Problem description –
From the opening line of the records through the line bearing "[ ] identify the dark shoreline, one", set down every line exactly.

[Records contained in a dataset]
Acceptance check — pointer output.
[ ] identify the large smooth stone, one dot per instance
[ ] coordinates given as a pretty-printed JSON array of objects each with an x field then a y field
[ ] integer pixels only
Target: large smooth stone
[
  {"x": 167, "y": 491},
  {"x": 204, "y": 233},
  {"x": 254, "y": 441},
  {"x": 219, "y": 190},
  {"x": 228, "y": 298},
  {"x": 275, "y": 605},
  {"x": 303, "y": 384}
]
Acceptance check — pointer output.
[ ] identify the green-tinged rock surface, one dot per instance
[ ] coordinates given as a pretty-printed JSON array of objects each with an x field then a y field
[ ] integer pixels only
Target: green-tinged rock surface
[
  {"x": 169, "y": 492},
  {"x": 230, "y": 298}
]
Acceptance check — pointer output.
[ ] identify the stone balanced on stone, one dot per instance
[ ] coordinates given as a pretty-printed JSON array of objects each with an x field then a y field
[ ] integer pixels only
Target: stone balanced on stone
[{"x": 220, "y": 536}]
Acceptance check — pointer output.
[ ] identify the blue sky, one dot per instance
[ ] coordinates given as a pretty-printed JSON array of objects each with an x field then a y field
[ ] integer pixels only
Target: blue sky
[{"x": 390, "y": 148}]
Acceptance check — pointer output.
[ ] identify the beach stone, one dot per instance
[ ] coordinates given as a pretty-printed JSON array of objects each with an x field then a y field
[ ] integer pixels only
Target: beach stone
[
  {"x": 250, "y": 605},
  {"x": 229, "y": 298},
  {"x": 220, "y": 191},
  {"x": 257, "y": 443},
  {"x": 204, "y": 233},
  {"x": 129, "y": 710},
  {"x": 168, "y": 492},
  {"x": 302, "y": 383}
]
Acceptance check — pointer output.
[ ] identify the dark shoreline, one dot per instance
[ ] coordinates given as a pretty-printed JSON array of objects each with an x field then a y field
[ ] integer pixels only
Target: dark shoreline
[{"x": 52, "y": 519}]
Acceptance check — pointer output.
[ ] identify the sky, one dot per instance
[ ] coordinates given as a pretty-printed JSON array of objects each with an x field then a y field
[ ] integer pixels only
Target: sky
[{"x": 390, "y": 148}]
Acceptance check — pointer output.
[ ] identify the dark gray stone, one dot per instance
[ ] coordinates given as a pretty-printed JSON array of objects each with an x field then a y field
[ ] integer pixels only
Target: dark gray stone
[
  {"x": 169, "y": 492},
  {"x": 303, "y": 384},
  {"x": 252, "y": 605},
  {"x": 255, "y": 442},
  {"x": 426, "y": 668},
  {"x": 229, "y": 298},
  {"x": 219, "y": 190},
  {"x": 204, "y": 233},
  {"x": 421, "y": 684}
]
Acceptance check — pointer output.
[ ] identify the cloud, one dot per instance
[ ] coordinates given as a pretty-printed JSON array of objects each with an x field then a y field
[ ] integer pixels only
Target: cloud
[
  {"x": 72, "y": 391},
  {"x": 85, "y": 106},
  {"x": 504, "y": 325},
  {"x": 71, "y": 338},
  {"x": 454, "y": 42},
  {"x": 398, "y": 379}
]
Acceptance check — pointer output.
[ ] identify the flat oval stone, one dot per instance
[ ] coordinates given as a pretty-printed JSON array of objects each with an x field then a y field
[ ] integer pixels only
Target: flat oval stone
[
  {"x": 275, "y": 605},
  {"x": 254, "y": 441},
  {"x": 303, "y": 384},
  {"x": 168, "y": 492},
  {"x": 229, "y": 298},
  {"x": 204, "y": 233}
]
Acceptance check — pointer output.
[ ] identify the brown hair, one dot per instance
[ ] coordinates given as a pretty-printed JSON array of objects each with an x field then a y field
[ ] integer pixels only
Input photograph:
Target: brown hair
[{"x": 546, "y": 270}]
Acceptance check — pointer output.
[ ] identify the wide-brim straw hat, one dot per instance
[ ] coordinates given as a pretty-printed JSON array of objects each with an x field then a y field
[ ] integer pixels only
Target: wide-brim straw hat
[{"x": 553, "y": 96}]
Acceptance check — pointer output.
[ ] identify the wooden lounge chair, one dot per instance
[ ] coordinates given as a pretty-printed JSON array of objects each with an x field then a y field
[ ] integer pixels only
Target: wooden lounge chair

Output –
Acceptance check — pointer output.
[ ] identify the large smooth stone, one dot per instance
[ ] coordinates given as a pretty-printed JSON array of objects each with an x field then a y field
[ ] integer pixels only
Target: large smooth stone
[
  {"x": 167, "y": 491},
  {"x": 204, "y": 233},
  {"x": 254, "y": 441},
  {"x": 219, "y": 190},
  {"x": 228, "y": 298},
  {"x": 275, "y": 605},
  {"x": 303, "y": 384}
]
Acceptance check — pointer output.
[ ] identify the green-tinged rock surface, one dot per instance
[ ] coordinates given as a pretty-printed JSON array of objects each with an x field then a y field
[ ] integer pixels only
Target: green-tinged rock surface
[
  {"x": 169, "y": 492},
  {"x": 230, "y": 298}
]
Acceptance check — pointer output.
[ ] identify the stone balanced on stone, one dot per instance
[ ] coordinates given as a pretty-printed JSON array of objects each with an x field then a y field
[ ] integer pixels only
Target: stone balanced on stone
[{"x": 220, "y": 536}]
Acceptance check — pointer output.
[ ] identify the blue sky, one dot per instance
[ ] coordinates given as a pretty-printed JSON array of objects each with an x field then a y field
[ ] integer pixels only
Target: blue sky
[{"x": 390, "y": 148}]
Acceptance check — pointer output.
[ ] identify the beach stone, one dot per instance
[ ] coordinates given as a pretty-printed JSON array of objects each with an x field then a y field
[ ] integer pixels only
Target: beach stone
[
  {"x": 250, "y": 605},
  {"x": 229, "y": 298},
  {"x": 220, "y": 191},
  {"x": 257, "y": 443},
  {"x": 204, "y": 233},
  {"x": 129, "y": 710},
  {"x": 168, "y": 492},
  {"x": 302, "y": 383}
]
Acceptance check — pointer output.
[ ] identify the dark shoreline, one dot per instance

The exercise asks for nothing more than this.